Region annotation entries
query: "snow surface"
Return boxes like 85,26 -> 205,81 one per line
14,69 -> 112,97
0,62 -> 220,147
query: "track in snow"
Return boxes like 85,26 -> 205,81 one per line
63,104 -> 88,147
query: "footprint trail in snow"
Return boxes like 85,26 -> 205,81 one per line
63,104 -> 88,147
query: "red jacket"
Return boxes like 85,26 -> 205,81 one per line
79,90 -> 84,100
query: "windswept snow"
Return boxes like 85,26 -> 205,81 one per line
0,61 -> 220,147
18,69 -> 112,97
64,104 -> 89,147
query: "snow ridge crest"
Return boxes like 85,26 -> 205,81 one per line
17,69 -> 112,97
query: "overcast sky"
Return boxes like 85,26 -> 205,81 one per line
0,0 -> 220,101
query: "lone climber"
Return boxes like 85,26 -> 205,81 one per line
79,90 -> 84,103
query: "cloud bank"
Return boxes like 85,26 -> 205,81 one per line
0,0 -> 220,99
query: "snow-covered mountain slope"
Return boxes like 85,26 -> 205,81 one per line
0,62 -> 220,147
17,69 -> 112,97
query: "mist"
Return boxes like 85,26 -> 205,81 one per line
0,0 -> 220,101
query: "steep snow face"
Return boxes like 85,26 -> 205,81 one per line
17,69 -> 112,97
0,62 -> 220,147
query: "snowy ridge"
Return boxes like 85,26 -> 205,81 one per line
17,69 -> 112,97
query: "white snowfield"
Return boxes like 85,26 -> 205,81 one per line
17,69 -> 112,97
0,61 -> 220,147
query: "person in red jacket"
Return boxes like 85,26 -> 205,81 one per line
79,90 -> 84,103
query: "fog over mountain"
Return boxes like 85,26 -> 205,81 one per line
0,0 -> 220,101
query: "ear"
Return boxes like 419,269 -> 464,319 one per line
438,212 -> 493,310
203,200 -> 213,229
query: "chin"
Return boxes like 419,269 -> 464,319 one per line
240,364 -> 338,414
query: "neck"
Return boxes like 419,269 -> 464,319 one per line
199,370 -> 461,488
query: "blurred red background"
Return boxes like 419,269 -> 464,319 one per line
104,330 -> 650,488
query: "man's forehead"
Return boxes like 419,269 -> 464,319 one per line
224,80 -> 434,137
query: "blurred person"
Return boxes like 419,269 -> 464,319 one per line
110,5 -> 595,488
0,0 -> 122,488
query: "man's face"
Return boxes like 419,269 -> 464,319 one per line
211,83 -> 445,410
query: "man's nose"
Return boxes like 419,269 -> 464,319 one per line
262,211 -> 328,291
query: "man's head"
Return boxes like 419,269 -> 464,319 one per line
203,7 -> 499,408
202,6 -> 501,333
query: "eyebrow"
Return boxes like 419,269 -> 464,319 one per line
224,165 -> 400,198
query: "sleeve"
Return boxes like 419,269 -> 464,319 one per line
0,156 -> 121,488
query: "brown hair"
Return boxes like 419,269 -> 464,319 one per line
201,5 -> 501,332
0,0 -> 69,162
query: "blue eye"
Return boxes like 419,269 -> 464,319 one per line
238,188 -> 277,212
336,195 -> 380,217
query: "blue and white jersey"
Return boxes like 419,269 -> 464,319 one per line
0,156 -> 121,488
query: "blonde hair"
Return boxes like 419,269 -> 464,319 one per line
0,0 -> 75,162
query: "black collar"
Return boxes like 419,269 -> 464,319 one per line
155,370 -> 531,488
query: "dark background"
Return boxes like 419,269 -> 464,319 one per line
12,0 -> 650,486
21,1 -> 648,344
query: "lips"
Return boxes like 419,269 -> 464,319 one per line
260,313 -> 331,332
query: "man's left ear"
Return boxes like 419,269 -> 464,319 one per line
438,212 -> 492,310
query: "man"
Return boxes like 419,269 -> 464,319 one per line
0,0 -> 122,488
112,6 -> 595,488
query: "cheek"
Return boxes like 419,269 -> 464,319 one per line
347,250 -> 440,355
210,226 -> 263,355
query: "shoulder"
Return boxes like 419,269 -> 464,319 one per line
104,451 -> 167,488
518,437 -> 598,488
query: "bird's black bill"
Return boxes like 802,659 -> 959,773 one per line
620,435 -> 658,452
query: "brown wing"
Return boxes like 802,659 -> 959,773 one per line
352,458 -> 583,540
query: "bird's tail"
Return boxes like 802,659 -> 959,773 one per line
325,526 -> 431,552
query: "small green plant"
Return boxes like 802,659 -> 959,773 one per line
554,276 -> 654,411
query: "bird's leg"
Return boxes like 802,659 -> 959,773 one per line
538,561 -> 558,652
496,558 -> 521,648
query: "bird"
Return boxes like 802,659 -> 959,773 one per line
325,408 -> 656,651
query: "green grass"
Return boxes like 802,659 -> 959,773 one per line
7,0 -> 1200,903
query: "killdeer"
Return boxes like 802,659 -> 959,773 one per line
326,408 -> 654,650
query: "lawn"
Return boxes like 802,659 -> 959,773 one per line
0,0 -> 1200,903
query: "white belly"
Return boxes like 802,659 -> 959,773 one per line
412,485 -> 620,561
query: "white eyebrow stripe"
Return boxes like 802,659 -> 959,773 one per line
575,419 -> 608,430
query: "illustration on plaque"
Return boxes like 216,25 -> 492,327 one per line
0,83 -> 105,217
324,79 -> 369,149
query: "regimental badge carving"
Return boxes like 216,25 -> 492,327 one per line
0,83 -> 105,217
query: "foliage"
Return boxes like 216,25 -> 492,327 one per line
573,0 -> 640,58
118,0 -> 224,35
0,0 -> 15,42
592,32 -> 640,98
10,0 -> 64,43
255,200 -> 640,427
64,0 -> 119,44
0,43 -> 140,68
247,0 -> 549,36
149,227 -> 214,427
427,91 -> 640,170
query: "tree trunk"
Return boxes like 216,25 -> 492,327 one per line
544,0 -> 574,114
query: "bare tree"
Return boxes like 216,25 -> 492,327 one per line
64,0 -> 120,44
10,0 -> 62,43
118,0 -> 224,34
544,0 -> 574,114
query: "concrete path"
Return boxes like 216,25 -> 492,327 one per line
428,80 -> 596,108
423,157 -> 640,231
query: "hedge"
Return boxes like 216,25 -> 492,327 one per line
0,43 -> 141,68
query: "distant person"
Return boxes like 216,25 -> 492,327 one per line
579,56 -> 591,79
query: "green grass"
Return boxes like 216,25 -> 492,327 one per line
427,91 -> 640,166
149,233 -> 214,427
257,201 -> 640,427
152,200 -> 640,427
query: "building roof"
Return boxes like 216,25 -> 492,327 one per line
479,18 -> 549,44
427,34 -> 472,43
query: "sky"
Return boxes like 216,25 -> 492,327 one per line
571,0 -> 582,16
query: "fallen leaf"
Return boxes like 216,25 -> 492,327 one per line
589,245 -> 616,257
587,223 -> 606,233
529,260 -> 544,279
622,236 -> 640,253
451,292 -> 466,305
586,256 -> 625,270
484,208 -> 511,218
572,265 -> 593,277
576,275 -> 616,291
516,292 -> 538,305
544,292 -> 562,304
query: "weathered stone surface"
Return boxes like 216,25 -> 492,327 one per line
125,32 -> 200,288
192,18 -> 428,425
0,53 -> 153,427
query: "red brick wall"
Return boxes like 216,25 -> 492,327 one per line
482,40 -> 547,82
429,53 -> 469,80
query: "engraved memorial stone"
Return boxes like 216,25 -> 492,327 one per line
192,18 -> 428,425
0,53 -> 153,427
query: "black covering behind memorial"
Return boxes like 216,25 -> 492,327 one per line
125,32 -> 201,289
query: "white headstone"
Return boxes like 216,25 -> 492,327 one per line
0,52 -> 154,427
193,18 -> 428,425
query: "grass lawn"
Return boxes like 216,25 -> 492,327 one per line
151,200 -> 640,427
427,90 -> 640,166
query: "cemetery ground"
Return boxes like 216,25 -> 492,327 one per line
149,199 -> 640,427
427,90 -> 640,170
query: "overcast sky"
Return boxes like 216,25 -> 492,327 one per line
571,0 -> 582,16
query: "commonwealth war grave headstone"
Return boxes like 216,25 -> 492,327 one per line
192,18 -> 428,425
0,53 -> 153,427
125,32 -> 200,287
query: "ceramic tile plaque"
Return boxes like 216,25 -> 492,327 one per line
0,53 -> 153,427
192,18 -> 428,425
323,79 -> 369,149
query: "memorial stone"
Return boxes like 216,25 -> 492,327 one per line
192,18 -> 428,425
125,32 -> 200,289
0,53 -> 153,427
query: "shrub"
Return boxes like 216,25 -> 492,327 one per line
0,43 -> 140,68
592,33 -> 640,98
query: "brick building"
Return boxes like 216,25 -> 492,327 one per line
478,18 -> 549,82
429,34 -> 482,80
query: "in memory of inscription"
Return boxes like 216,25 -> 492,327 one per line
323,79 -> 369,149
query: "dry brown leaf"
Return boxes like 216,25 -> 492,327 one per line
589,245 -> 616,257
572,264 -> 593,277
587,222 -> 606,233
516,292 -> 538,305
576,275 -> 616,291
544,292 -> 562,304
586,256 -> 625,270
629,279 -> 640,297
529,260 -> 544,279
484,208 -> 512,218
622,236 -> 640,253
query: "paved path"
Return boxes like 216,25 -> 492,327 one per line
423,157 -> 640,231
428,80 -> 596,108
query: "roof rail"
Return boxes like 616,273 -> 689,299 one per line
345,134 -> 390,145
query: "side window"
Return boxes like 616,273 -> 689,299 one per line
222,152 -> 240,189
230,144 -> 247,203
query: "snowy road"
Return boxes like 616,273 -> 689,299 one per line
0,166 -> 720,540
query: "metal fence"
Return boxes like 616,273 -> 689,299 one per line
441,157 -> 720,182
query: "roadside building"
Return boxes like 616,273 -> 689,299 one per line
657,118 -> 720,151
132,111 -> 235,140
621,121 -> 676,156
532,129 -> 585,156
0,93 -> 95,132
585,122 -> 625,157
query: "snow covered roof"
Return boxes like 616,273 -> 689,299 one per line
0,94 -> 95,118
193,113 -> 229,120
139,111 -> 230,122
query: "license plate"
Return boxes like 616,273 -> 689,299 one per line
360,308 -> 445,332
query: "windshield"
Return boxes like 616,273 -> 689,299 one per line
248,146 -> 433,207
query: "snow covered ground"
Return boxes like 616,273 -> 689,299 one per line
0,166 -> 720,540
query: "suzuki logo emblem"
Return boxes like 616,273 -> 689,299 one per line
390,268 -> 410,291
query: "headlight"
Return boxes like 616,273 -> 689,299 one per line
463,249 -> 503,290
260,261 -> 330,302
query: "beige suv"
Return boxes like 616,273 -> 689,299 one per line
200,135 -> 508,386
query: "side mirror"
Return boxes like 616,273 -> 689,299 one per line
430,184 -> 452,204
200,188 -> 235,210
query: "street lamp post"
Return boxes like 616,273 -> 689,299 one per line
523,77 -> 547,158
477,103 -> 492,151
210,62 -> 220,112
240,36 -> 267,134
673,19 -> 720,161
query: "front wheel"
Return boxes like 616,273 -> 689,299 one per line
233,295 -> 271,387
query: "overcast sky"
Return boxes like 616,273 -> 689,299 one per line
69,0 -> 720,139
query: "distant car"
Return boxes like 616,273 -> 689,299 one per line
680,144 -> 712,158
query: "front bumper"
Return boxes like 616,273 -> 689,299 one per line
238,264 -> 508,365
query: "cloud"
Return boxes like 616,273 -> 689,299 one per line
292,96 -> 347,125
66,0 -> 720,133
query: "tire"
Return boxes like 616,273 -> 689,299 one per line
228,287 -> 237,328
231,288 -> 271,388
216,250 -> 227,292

-- Exercise objective --
List every line of the items that contains the word "brick", treating uppercase and lowercase as different.

-- Solution to this problem --
query: "red brick wall"
query: "brick building"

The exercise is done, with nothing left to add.